begin MATERIAL FOR THIS EXERCISE

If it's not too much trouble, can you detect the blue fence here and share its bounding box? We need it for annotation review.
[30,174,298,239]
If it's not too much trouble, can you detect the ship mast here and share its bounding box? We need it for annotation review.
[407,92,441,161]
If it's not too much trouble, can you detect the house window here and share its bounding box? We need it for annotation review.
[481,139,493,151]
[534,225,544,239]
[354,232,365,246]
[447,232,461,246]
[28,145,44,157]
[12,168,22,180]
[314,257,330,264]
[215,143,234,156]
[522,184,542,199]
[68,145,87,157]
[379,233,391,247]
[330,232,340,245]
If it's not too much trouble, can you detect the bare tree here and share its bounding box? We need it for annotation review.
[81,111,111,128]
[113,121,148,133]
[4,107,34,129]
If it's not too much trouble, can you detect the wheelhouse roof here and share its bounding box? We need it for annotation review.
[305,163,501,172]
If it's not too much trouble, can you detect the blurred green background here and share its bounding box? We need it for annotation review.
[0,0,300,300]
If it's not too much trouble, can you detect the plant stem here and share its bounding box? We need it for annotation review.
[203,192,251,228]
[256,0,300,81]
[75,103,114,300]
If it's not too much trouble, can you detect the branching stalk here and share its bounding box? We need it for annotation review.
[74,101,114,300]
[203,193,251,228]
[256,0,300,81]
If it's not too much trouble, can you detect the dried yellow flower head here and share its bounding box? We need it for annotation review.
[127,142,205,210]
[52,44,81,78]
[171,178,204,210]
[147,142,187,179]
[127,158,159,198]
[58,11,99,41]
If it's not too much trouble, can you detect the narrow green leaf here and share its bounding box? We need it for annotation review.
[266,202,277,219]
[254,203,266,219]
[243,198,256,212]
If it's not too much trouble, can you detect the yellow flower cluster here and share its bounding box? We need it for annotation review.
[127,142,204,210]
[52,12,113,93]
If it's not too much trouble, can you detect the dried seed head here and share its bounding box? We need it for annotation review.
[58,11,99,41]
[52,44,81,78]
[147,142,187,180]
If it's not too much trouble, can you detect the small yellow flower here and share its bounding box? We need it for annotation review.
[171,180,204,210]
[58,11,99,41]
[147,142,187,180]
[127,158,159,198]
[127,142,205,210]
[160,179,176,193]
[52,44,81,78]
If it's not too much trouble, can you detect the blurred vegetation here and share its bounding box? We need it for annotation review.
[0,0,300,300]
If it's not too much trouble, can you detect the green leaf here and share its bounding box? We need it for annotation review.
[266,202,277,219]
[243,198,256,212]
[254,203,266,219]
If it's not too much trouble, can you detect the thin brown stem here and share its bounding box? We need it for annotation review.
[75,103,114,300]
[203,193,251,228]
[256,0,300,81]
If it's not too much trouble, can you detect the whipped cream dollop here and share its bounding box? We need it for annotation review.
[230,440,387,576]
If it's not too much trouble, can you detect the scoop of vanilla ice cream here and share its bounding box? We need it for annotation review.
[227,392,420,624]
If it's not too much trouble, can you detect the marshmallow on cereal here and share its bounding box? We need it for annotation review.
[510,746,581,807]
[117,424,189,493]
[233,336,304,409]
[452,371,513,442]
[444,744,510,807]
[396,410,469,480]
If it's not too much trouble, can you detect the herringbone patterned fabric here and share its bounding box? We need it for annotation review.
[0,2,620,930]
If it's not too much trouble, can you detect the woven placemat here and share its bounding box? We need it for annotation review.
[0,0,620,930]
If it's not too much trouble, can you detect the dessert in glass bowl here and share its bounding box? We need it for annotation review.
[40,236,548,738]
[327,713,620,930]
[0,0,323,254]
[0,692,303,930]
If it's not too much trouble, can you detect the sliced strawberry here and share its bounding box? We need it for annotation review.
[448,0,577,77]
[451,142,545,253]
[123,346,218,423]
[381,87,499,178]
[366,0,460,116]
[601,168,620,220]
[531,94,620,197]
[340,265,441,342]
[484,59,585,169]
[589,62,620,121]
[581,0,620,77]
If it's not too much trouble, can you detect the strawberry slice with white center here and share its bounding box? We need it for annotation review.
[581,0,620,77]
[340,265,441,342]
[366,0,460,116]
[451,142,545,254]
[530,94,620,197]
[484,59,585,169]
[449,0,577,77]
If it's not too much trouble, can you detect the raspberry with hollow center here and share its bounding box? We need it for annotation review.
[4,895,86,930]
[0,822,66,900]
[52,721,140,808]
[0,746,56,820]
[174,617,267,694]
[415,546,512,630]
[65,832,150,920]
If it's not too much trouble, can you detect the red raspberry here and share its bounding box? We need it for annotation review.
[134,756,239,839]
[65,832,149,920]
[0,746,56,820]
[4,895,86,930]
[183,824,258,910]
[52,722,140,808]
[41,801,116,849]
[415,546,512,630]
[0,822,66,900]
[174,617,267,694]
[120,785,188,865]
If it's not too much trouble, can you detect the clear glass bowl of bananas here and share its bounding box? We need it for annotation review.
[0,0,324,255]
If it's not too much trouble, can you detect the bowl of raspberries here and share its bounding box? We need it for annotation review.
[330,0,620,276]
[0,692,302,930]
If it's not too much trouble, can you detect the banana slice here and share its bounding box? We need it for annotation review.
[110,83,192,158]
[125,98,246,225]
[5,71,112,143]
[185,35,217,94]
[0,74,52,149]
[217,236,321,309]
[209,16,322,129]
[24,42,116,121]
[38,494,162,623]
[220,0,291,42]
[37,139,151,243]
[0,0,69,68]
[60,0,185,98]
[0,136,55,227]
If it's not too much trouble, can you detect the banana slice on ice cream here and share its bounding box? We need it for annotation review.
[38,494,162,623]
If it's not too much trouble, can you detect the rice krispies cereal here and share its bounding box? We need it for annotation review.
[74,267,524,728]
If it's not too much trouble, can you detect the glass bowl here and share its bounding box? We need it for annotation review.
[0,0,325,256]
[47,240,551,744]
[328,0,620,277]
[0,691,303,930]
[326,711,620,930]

end MATERIAL FOR THIS EXERCISE

> **TASK DIRECTIONS**
Format the lines of the listing above, from the line containing "If it's not too much trouble, can you detect the raspberry" through the line containing "[0,692,302,930]", inclusive, as a numbered list with blank lines omitted.

> **RIGHT ANSWER**
1. If it's not too much trouble, can you detect the raspberry with hollow center here and share its bounding box? We need it for annotation review.
2. [4,895,86,930]
3. [0,822,66,900]
4. [52,721,140,808]
5. [0,746,56,820]
6. [174,617,267,694]
7. [415,546,512,630]
8. [65,832,150,920]
9. If it's not too much trouble, can you detect the red raspberry here and share its bounding box? We need it for annotation review.
10. [134,756,239,839]
11. [65,832,149,920]
12. [0,746,56,820]
13. [4,895,86,930]
14. [183,824,258,910]
15. [52,722,140,808]
16. [41,801,116,849]
17. [415,546,512,630]
18. [0,822,66,900]
19. [174,617,267,694]
20. [120,785,188,865]
21. If it's not too much trouble, can you detect the clear glass bowl of bananas here and share its bounding box? We need it for annotation review.
22. [0,0,324,255]
23. If it's not too much trouble, can you detect the bowl of raspberries here and share its bounding box? We need it for annotation review.
24. [330,0,620,276]
25. [0,692,302,930]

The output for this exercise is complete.